-------- GIVEN TEXT --------
Snakebit

snakebit

Behold: the classic snakebite flat. I got it biking home Tuesday night.  Bonus points that it was raining at the time. More bonus points that the rain was nothing much more than a steady shfitz, the kind that doesn’t drench and cleanse the city so much as it loosens the embedded roadway oils and grit, creating a wafer-theen sheen of slippery that makes the going very tentative for those of us who don’t like to falldowngoboom.

So  there I was on 8th, eastbound through the Miracle Mile area of town a couple blocks from Hauser, heading to Cochran where I’d go north to 4th and further east. Don’t scorn me for iPodding while biking (or go ahead if you must), but occasionally I like to ride with a soundtrack and since I had the late streets pretty much to myself  (it was around 8:30), Patrick Lee’s catchy-cool “The Pound” was augmenting the awesomeness I feel of commuting in a manner that 98.247% of my fellow urbanites usually don’t — 99.689% under such inclement conditions.

I was “fully taking the lane,” which I  do mostly when hazardous conditions exist either in the form of debris/road damage on the right or unsafe vehicular passings on the left — or when I’m getting my groove on along in the dark. Speaking of which, in fact, I was even upright off the bars and clapping my hands to the infectious melody when I dropped with surprise into a decent pothole that compressed my front tire to the rim. Clunk.

Having done that enough times in my cyclings, I came out of that jarring knowing that more than likely my front tire was flat but just didn’t know it yet. Given the puncture picture above, I honestly don’t know how the innertube managed to admirably stay inflated all the way to Cochran and all the way up to 6th, but sure enough there at the red light it finally gave in to the breach, and I pulled onto the sidewalk to change her out. In the shfitzy rain. With Patrick Lee’s “The Pound” on repeat.

Occasionally I’d look up at the people hermetically sealed up in their climate-controlled conveyances stopped at the red and I’d see them looking at me. Their expressions varied between “Oh look at that poor guy with the broken bike in the rain!” to “Why would any self-respecting angeleno be caught dead on a bike in such weather!?!”

In 10 minutes I was back on the road. Even took a detour from 4th up La Brea to Fountain and across to Sunset that lengthened the remaining distance home because that’s the kind of self-respecting angeleno I am.
--------
▶ WORK INSTRUCTIONS
**a.** Answer these from the Snakebit post:
(i) About what time was it when the writer was riding?
(ii) What song was playing during the ride?
(iii) How many minutes passed before the writer was back on the road?
**b.** Copy the stretch of the Snakebit post from "In 10 minutes" through "angeleno I am.".
The records have nothing to do with the Snakebit post.
-------- ENTRIES PROVIDED --------
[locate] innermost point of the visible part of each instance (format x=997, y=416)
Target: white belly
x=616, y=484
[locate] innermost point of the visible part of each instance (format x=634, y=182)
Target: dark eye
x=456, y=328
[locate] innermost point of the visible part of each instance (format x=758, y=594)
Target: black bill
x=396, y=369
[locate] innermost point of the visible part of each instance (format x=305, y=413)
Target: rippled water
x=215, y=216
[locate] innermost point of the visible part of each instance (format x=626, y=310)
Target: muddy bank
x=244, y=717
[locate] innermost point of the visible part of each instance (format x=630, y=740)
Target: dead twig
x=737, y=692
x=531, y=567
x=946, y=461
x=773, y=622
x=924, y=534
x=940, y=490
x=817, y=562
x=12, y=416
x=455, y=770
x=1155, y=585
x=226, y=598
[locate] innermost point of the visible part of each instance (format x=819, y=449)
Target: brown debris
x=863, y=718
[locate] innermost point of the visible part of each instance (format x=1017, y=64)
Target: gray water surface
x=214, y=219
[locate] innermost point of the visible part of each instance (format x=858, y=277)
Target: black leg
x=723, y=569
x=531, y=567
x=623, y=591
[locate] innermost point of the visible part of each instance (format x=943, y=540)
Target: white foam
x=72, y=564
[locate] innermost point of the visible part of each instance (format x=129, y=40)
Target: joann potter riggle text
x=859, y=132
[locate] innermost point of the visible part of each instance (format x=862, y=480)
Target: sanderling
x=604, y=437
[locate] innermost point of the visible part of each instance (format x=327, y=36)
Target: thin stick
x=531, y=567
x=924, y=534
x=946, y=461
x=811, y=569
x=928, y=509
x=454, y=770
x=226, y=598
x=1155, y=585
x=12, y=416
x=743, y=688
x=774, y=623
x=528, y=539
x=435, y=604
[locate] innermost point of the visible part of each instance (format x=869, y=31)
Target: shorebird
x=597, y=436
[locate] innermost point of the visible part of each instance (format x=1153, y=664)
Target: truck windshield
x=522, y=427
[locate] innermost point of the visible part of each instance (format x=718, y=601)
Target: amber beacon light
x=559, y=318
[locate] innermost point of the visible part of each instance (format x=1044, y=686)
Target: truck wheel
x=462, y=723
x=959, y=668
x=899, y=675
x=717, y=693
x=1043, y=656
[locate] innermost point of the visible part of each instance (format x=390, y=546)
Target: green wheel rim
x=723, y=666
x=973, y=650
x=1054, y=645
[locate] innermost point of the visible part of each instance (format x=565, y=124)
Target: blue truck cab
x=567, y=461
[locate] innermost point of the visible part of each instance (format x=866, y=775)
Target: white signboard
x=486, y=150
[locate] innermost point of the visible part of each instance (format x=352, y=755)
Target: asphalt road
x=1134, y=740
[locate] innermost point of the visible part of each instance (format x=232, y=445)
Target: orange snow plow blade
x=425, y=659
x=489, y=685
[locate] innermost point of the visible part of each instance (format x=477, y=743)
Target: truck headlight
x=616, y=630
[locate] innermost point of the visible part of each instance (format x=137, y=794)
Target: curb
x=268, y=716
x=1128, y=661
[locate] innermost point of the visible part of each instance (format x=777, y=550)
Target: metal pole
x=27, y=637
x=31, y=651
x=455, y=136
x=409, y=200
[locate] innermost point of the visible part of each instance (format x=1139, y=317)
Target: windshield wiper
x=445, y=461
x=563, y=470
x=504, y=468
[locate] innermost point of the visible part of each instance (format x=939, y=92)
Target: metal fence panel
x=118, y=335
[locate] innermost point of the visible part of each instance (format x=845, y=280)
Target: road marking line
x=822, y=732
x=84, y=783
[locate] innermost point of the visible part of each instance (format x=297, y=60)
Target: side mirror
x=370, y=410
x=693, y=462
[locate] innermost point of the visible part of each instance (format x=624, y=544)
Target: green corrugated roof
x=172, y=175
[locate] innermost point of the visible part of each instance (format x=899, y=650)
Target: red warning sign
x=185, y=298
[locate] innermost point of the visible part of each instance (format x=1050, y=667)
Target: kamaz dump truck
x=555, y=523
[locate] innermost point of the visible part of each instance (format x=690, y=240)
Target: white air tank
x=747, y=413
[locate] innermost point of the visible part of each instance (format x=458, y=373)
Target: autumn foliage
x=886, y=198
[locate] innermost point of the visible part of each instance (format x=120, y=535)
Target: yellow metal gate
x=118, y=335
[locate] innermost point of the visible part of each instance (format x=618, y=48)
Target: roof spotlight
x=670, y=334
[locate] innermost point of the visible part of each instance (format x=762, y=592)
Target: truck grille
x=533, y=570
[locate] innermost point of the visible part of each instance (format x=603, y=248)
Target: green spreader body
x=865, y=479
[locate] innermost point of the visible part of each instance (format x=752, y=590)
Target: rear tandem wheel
--------
▶ RESULTS FOR THE EXERCISE
**a.**
(i) Around 8:30.
(ii) Patrick Lee's "The Pound."
(iii) 10 minutes.

**b.**
In 10 minutes I was back on the road. Even took a detour from 4th up La Brea to Fountain and across to Sunset that lengthened the remaining distance home because that’s the kind of self-respecting angeleno I am.